AIM:
Reproduce the material below, swapping "front grille" for "license plate" and keeping everything else the same.

RECORDS:
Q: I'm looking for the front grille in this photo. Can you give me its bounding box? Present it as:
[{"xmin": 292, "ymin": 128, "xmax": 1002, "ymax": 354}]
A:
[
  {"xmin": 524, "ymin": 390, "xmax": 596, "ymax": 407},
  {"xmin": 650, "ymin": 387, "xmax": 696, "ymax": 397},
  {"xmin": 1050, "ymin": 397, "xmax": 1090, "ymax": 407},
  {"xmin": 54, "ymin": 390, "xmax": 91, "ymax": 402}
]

EXPECTED ANSWER:
Q: I'm looking for the license plate in this photo. Can you give me its bounding box? Present it as:
[{"xmin": 292, "ymin": 128, "xmax": 1002, "ymax": 354}]
A:
[
  {"xmin": 524, "ymin": 390, "xmax": 596, "ymax": 407},
  {"xmin": 650, "ymin": 387, "xmax": 696, "ymax": 397},
  {"xmin": 1050, "ymin": 397, "xmax": 1090, "ymax": 407},
  {"xmin": 54, "ymin": 390, "xmax": 91, "ymax": 402}
]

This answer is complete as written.